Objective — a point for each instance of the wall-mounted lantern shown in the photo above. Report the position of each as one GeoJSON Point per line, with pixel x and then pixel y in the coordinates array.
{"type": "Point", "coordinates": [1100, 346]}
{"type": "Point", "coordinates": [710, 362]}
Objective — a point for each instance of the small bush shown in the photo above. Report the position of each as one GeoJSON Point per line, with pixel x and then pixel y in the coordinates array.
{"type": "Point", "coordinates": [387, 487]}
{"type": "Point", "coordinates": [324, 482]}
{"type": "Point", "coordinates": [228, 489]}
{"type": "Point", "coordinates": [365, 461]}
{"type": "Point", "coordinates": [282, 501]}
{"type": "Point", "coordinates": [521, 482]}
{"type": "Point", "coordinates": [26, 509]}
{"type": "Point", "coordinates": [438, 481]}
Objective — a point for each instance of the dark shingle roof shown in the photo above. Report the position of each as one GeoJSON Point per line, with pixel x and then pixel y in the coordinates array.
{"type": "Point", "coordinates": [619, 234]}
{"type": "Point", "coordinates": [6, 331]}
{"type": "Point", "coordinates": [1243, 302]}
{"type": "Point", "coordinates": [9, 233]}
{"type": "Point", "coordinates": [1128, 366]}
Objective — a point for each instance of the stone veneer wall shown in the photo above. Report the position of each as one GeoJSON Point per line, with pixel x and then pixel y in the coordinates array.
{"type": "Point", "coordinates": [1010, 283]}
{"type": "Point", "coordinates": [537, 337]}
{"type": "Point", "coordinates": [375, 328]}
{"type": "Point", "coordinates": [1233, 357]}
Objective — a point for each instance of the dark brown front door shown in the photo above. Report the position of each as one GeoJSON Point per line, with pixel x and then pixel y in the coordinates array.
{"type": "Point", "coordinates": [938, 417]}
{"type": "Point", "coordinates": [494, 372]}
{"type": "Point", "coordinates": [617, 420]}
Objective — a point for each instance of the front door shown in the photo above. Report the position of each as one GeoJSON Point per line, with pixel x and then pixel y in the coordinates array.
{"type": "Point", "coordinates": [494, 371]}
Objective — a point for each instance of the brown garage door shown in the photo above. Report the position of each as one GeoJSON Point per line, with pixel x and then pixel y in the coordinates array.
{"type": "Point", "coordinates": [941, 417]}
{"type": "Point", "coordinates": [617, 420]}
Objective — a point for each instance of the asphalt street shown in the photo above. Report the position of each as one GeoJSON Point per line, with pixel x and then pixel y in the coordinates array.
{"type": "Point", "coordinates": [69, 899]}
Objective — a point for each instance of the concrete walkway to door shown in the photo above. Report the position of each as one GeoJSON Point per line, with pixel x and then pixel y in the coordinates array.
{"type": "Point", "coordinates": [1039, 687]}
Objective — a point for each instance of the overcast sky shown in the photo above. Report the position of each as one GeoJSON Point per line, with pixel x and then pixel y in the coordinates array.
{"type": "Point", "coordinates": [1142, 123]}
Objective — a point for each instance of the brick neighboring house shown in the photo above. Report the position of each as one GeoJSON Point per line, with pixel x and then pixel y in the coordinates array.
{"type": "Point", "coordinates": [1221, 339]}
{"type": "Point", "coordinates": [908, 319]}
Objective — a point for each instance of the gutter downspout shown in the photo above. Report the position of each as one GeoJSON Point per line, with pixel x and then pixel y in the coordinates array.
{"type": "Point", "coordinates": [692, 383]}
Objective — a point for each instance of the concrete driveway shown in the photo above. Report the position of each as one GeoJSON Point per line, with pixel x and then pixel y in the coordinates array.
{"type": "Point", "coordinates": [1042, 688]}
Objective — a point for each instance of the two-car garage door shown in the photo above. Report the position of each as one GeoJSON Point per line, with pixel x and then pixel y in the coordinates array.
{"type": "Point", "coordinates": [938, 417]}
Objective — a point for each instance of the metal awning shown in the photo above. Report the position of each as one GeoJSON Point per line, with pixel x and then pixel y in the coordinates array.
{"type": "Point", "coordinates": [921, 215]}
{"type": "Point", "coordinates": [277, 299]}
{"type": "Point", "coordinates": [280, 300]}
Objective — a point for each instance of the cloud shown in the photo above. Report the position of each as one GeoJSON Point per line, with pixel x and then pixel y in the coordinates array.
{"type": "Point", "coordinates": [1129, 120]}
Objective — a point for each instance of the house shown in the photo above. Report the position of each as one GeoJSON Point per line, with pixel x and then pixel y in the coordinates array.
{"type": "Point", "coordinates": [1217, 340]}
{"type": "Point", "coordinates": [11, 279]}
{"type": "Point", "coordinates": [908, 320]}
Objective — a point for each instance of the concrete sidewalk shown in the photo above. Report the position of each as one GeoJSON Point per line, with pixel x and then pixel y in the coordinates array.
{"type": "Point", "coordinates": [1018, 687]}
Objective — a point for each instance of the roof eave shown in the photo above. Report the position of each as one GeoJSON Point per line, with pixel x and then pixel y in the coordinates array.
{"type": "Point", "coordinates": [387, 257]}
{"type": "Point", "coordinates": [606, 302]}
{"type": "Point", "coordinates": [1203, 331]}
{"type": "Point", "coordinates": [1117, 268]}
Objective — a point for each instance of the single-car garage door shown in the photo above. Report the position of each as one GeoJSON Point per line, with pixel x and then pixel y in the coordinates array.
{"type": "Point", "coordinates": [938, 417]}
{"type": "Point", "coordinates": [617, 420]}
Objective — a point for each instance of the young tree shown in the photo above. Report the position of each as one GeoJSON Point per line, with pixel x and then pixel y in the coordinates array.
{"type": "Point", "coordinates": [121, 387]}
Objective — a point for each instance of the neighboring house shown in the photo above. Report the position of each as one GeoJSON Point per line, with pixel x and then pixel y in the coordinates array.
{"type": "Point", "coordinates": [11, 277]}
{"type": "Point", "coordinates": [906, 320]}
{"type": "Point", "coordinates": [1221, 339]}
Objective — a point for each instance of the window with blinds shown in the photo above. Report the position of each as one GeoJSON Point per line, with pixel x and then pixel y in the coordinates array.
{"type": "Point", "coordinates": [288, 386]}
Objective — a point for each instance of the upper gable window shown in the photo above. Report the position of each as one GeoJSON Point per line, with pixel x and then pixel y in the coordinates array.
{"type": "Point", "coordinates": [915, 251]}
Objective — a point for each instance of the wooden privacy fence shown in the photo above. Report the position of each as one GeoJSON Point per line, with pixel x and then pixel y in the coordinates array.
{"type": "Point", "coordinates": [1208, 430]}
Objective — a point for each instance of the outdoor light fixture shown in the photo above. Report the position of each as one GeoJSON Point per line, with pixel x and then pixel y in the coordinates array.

**What to produce:** Every single entry above has to be copied exactly.

**Solved problem:**
Objective — a point for each instance of the wall-mounted lantern shown in the photo above. Report the position of each as one GeoJSON Point per line, with pixel x and then pixel y in the coordinates array.
{"type": "Point", "coordinates": [1100, 346]}
{"type": "Point", "coordinates": [710, 362]}
Objective — a point for each instance of the small bush shown in the photo above. Report the position of each as one GeoJSON Point per line, with pixel x and then pixel y in the coordinates array.
{"type": "Point", "coordinates": [387, 487]}
{"type": "Point", "coordinates": [324, 482]}
{"type": "Point", "coordinates": [228, 489]}
{"type": "Point", "coordinates": [365, 461]}
{"type": "Point", "coordinates": [282, 501]}
{"type": "Point", "coordinates": [521, 482]}
{"type": "Point", "coordinates": [26, 509]}
{"type": "Point", "coordinates": [438, 481]}
Objective — a point for each instance of the dark shingle roof shown in the photo above. Report the position of each as one GeoJSON Point per line, with pixel x and then pixel y in the coordinates array.
{"type": "Point", "coordinates": [619, 234]}
{"type": "Point", "coordinates": [6, 331]}
{"type": "Point", "coordinates": [1243, 302]}
{"type": "Point", "coordinates": [9, 233]}
{"type": "Point", "coordinates": [1128, 366]}
Objective — a point for each instance of the stone veneer wall shown in the photo above. Report the position of each as one GeoJSON Point per line, with pixel x and then pixel y in the coordinates array.
{"type": "Point", "coordinates": [1010, 283]}
{"type": "Point", "coordinates": [537, 337]}
{"type": "Point", "coordinates": [375, 328]}
{"type": "Point", "coordinates": [1233, 357]}
Objective — a point for each instance of the dark brown front door shown in the photo above. Report the position of each as one GeoJSON Point per line, with pixel x and then pixel y in the coordinates array.
{"type": "Point", "coordinates": [938, 417]}
{"type": "Point", "coordinates": [494, 372]}
{"type": "Point", "coordinates": [617, 420]}
Objective — a point for each instance of the front door shown in the photo above. Report the position of each as one GeoJSON Point per line, with pixel x and then pixel y in the coordinates array.
{"type": "Point", "coordinates": [494, 371]}
Objective — a point for each instance of the brown garage door shown in the photo above. Report the position of each as one GeoJSON Point per line, with pixel x and then pixel y in the coordinates array.
{"type": "Point", "coordinates": [941, 417]}
{"type": "Point", "coordinates": [617, 420]}
Objective — a point for each instance of the asphalt street shown in the photo above. Report the position of each as one GeoJSON Point per line, with pixel x and then pixel y in the coordinates array.
{"type": "Point", "coordinates": [69, 899]}
Objective — a point for each instance of the concrete walkway to door shown in the photo above. Report the position of each as one GeoJSON Point per line, with pixel x and then pixel y in the coordinates array.
{"type": "Point", "coordinates": [1039, 687]}
Objective — a point for each instance of the overcast sky shown in the photo above. Report the position of each as one GeoJSON Point per line, with pixel x and then pixel y in the coordinates array.
{"type": "Point", "coordinates": [1142, 123]}
Objective — a point for each instance of the brick neighboring house shown in the photo above. Report the position of each as one GeoJSON Point per line, with pixel x and then pixel y in the coordinates array.
{"type": "Point", "coordinates": [1221, 339]}
{"type": "Point", "coordinates": [908, 319]}
Objective — a point for each instance of the gutter downspout shown in the photo above. Report the position of each as one GeoJSON Point per line, with pixel x and then pixel y in the coordinates array.
{"type": "Point", "coordinates": [692, 383]}
Objective — a point for each instance of the concrete driveway shown in the photo above. Report the position of each as one GeoJSON Point per line, with pixel x and then pixel y in the coordinates array.
{"type": "Point", "coordinates": [1042, 688]}
Objective — a point for each instance of the two-car garage door shown in the photo above. Report the position of each as one GeoJSON Point per line, with pixel x and then pixel y in the coordinates array.
{"type": "Point", "coordinates": [938, 417]}
Objective — a point for each instance of the metal awning shown in the photo above. Report the position of each as one GeoJSON Point per line, with pixel x and then pixel y in the coordinates array.
{"type": "Point", "coordinates": [921, 215]}
{"type": "Point", "coordinates": [277, 299]}
{"type": "Point", "coordinates": [280, 300]}
Objective — a point for each instance of the cloud shown in the photo above. Report the position of each as one GeoJSON Point per line, with pixel x and then pixel y in the coordinates array.
{"type": "Point", "coordinates": [1129, 120]}
Objective — a point for each instance of the house shown in the photo above. Report the position of each as one GeoJSON Point per line, with pixel x and then pixel y in the coordinates array.
{"type": "Point", "coordinates": [1217, 340]}
{"type": "Point", "coordinates": [11, 279]}
{"type": "Point", "coordinates": [908, 320]}
Objective — a point for each instance of the concrete sidewalk shown in the photo above. Report the position of each as one GeoJSON Point per line, with pixel x and then pixel y in the coordinates array.
{"type": "Point", "coordinates": [1018, 687]}
Objective — a point for each instance of the roof eave shown in the photo above. Report the position of each as one GeoJSON Point per line, with pixel x and then pixel y in the coordinates array.
{"type": "Point", "coordinates": [387, 257]}
{"type": "Point", "coordinates": [606, 302]}
{"type": "Point", "coordinates": [1203, 331]}
{"type": "Point", "coordinates": [1117, 268]}
Objective — a point for each instance of the single-car garage door shown in the photo above. Report the position of each as one GeoJSON Point per line, with pixel x and then pixel y in the coordinates array.
{"type": "Point", "coordinates": [938, 417]}
{"type": "Point", "coordinates": [617, 420]}
Objective — a point for each instance of the young tree shown in the photo above. Report the position of each as one GeoJSON Point per line, with pixel x and then pixel y in the coordinates array.
{"type": "Point", "coordinates": [121, 387]}
Objective — a point for each instance of the neighboring house shown in the photo above. Report the position of each as one GeoJSON Point per line, with pixel x and then pixel y in the coordinates array.
{"type": "Point", "coordinates": [11, 277]}
{"type": "Point", "coordinates": [906, 320]}
{"type": "Point", "coordinates": [1221, 339]}
Objective — a point for each instance of the window with blinds shown in the photo above. Report the position of each as one GeoJSON Point per line, with pixel x and then pixel y in the coordinates array.
{"type": "Point", "coordinates": [288, 386]}
Objective — a point for each instance of the upper gable window shown in the photo above. Report the position of each as one GeoJSON Point per line, with pixel x and then pixel y in the coordinates array.
{"type": "Point", "coordinates": [915, 251]}
Objective — a point for each instance of the wooden privacy fence shown in the photo above. Report the position of each as one GeoJSON Point per line, with pixel x and then pixel y in the coordinates array.
{"type": "Point", "coordinates": [1208, 430]}
Objective — a point for each instance of the outdoor light fixture shown in the photo above. Report the position of each as one GeoJSON Point per line, with pixel x and then pixel y in the coordinates array.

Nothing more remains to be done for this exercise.